* **Texto fornecido**

Pular para o conteúdo principal

VIVEMOS NUMA ÉPOCA PÓS-MORALISTA?*

 

Por Jerri Almeida

Podemos pensar numa moral-humanista-espírita, diante dos desafios e complexidades do século 21? Herculano Pires afirmou que: “O homem é um projeto, um ser que se lança na existência e a atravessa como uma flecha em direção à transcendência que é o objetivo da existência” [1], realizando na vivência do mundo, no plano individual e social, uma síntese dialética de seu desenvolvimento interexistencial [2]. Ora, isto significa que o humano-espírito-complexo é um ser inacabado, incompleto, faltante e, portanto, desejante, autônomo e perfectível, isto é, passível de melhoramento. A filosofia espírita é humanista na medida em que resgata a dignidade dos sujeitos como protagonistas de um mundo melhor, mais sensível, humanitário, empático e amoroso. Eugenio Lara, reconhecido pensador espírita, escreveu que:

“O humanismo espírita (...) se concretiza na evolução intelecto-moral dos seres (..) no incessante desenvolvimento do ser humano. É por isso que o pensamento espírita não se coaduna com sistemas que visem a desvalorização do elemento humano, sejam eles religiosos, políticos ou econômicos. O ser humano deve sempre emergir e ser o protagonista de qualquer projeto que objetive a transformação social.” [3]

Sabidamente, Kardec considerava a moral de Jesus de Nazaré e a moral espírita uma mesma coisa. Na condição de um europeu do século 19, o fundador da filosofia espírita, assim como seus interlocutores espirituais, reconhecia em Jesus o modelo ou padrão de comportamento e de amor que a humanidade deveria aspirar, mesmo que, do ponto de vista epistemológico, o espiritismo se afaste da configuração mítico-religiosa e dogmática do cristianismo. O que significa dizer que: a moral-humanista-espírita não é, pelo menos no plano teórico, a “moral ressentida” da tradição judaico-cristã apresentada na genealogia da moral de Nietzsche.

* **Linhas**

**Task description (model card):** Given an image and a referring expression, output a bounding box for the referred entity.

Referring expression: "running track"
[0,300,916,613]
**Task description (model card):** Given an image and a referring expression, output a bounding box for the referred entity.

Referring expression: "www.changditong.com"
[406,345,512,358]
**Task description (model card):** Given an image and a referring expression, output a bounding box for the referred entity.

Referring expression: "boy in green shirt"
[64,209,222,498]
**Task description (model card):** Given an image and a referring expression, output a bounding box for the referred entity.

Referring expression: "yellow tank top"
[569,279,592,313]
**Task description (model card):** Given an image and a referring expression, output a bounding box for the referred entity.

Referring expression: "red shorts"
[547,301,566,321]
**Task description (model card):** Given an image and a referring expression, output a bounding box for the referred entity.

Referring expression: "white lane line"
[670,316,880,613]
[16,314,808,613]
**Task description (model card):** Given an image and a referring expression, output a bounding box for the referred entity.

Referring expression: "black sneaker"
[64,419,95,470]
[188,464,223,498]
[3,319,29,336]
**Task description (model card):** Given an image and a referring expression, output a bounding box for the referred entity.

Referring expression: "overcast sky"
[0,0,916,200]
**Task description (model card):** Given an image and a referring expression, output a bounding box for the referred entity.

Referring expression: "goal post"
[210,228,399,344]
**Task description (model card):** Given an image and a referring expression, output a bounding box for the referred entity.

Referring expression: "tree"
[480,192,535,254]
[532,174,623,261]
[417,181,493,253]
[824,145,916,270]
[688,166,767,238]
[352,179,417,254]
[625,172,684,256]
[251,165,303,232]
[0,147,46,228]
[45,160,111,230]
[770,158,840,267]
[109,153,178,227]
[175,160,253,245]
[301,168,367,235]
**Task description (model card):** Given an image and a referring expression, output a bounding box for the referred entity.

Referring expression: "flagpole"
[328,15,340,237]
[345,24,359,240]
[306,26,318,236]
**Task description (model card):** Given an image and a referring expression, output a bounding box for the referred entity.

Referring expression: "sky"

* **A fazer**
(A) Segundo o texto fornecido, que duas morais Kardec considerava uma mesma coisa?
(B) Enumere todos os adjetivos que o texto fornecido atribui ao humano-espírito-complexo ao descrevê-lo como ser.
(C) Copie do texto fornecido o trecho que se inicia nas palavras que contêm "Sabidamente, Kardec considerava" e se encerra em "moral de Nietzsche.".

* **Respostas dadas**
(A) A moral de Jesus de Nazaré e a moral espírita.

(B) Inacabado, incompleto, faltante, desejante, autônomo e perfectível.

(C)
Sabidamente, Kardec considerava a moral de Jesus de Nazaré e a moral espírita uma mesma coisa. Na condição de um europeu do século 19, o fundador da filosofia espírita, assim como seus interlocutores espirituais, reconhecia em Jesus o modelo ou padrão de comportamento e de amor que a humanidade deveria aspirar, mesmo que, do ponto de vista epistemológico, o espiritismo se afaste da configuração mítico-religiosa e dogmática do cristianismo. O que significa dizer que: a moral-humanista-espírita não é, pelo menos no plano teórico, a “moral ressentida” da tradição judaico-cristã apresentada na genealogia da moral de Nietzsche.